__Document extract__.
⁂
Project

General

Profile

action #94492

Configure retention/downsampling policy for monitoring data stored within InfluxDB size:M

Added by mkittler 6 months ago. Updated 5 days ago.

Status:
Resolved
Priority:
Normal
Assignee:
Target version:
Start date:
2021-06-22
Due date:
% Done:

0%

Estimated time:

Description

Motivation

Currently the default retention period is in-place:

> use telegraf
Using database telegraf
> show retention policies
name    duration shardGroupDuration replicaN default
----    -------- ------------------ -------- -------
autogen 0s       168h0m0s           1        true

According to the documentation that means we store the data infinitely¹.

It would be possible to configure a time-based retention policy per database (we store all our monitoring data in one database called telegraf): https://docs.influxdata.com/influxdb/v1.8/query_language/manage-database/#create-retention-policies-with-create-retention-policy
This raises the question which durations we'd like to configure. It would also make sense to "downsample and retain data" to store data with less granularity over time.
⁂
__Excerpted data__.

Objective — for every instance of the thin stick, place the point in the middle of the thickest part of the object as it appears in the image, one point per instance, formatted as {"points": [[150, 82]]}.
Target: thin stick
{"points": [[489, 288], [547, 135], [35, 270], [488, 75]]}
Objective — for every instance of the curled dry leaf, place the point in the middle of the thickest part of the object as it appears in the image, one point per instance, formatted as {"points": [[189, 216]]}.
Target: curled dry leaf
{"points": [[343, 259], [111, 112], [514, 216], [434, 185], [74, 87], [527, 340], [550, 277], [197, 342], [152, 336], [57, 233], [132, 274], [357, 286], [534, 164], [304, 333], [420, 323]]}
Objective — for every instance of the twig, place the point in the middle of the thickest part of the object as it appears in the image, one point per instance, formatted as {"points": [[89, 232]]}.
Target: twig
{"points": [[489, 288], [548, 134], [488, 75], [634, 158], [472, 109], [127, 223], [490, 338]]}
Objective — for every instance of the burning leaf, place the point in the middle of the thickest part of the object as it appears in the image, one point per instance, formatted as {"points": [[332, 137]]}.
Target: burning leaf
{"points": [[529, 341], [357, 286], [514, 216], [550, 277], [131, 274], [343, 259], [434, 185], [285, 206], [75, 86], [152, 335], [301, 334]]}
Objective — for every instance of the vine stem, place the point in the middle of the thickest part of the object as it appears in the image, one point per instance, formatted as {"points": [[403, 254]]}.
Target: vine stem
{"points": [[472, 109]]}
⁂
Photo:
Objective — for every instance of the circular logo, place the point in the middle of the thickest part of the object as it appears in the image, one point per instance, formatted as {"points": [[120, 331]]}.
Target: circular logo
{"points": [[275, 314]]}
⁂
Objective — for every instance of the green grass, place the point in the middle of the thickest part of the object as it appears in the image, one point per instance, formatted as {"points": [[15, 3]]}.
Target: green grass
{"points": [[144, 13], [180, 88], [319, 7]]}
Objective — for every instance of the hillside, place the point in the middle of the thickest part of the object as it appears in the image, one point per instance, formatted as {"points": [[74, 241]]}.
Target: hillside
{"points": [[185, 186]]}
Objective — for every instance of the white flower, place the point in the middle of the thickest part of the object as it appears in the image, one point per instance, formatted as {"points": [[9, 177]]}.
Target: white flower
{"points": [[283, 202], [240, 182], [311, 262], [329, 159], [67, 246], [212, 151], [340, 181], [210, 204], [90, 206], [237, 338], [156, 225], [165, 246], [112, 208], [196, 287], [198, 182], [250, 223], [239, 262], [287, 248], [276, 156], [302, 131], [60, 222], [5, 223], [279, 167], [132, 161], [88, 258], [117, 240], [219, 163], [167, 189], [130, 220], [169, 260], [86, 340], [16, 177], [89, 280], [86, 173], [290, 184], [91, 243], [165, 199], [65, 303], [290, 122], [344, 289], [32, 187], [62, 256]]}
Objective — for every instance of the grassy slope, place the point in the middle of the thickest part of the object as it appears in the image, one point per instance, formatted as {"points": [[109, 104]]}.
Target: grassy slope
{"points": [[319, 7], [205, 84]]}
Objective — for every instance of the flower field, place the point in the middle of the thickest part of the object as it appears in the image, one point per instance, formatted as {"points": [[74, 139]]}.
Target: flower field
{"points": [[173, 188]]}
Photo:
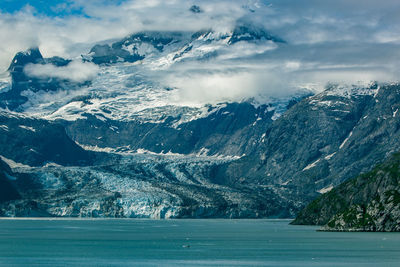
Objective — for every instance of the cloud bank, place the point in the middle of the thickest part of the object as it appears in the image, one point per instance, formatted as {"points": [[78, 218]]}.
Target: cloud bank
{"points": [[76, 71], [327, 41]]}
⁂
__Set task 1__. Recast the paragraph of the InfluxDB retention ticket that begins "It would be possible to configure" as a short bulleted list that keeps its main facts.
__Set task 2__. Carry on the InfluxDB retention ticket from the point where its text stops.
The records have no connection to the InfluxDB retention ticket.

__Expected output 1__.
- A time-based retention policy can be set per database, as described at https://docs.influxdata.com/influxdb/v1.8/query_language/manage-database/#create-retention-policies-with-create-retention-policy.
- All monitoring data is stored in a single database, telegraf.
- The durations to configure still need to be decided.
- Downsampling and retaining data would also make sense, so that data is kept with less granularity over time.

__Expected output 2__.
I haven't found anything about disk-space-based retention policies within the documentation of InfluxDB so I assume this is not an option.


¹

When you create a database, InfluxDB creates a retention policy called autogen with an infinite duration…

Acceptance Criteria

  • AC1: The directory monitor.qa.suse.de:/var/lib/influxdb has significantly less than the current 120GB
  • AC2: Grafana is able to show at least 6 months worth of (optionally downsampled) data

Suggestions

  • Ensure we have a backup before the process remove data
  • Check what the current InfluxDB version 1.8 provides
  • If we have downsampling, we should aim for at least 1 month of full-sampled data data
  • Checkout previous attempts to export data
    • dump is still lying around at /var/lib/influxdb/dumps/postgresql; it can be deleted if the disk space is needed
    • see #93922#note-10 but do not make the same mistake of using grep again for filtering

Related issues

Related to openQA Infrastructure - action #103380: Configure retention/downsampling policy for specific monitoring data stored within InfluxDBNew2021-12-01

Copied to openQA Infrastructure - action #97583: [spike] Configure retention/downsampling policy for monitoring data stored within InfluxDB on newer influxdb versionRejected2021-06-22

History

#1 Updated by okurz 6 months ago

isn't this time series database meant to store data with less granularity over time?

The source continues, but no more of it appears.